→ **YOUR TASK**: Every single entry should be printed exactly.

→ **RECORDS SUPPLIED**:

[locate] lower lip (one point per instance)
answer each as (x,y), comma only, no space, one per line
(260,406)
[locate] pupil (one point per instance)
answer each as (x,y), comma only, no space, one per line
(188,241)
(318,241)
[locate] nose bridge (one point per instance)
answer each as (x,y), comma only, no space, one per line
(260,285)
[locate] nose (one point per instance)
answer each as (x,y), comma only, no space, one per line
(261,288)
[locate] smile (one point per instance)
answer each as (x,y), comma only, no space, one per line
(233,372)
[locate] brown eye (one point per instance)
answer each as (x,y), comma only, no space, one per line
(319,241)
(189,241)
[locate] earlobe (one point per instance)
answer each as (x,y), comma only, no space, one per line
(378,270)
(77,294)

→ **TASK RESPONSE**:
[locate] lower lip (one point per instance)
answer each as (x,y), comma only, no space, one per line
(260,406)
[locate] pupil (one point per instance)
answer each as (x,y), comma only, no space, one per line
(188,241)
(318,241)
[locate] nose bridge (one point per instance)
answer each as (x,y), comma only, no space, one per line
(260,285)
[locate] nose (one point per instance)
answer each as (x,y), comma only, no space, one per line
(261,288)
[locate] smile (one point per instance)
answer each as (x,y), comma only, no space, one per line
(233,372)
[locate] brown eye (one point per instance)
answer each as (x,y), comma only, no space, one per line
(319,241)
(189,241)
[locate] earlobe (one point per instance)
answer each as (x,y), comma only, no space, one per line
(378,270)
(77,294)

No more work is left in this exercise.